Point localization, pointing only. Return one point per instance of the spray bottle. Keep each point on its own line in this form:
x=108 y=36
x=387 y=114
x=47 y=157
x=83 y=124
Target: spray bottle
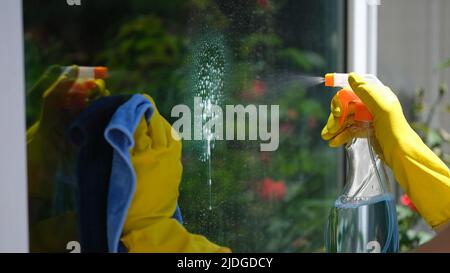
x=363 y=218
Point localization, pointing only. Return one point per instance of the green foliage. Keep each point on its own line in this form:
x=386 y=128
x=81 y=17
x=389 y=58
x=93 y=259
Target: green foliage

────────────────────────────────────────

▸ **Task description**
Please turn every line of the records above into a numbered list with one line per item, skipping blank lines. Leave the pictures out.

▸ **Task answer**
1. Point localization, pointing only. Return one point per instance of the spray bottle. Keep each point on its own line in this form:
2. x=108 y=36
3. x=387 y=114
4. x=47 y=157
5. x=83 y=124
6. Target: spray bottle
7. x=363 y=218
8. Point localization, pointing only. Return one point per instance of the green foliage. Keep each point on its own line in this form:
9. x=386 y=128
10. x=81 y=17
11. x=389 y=58
12. x=93 y=259
13. Target: green foliage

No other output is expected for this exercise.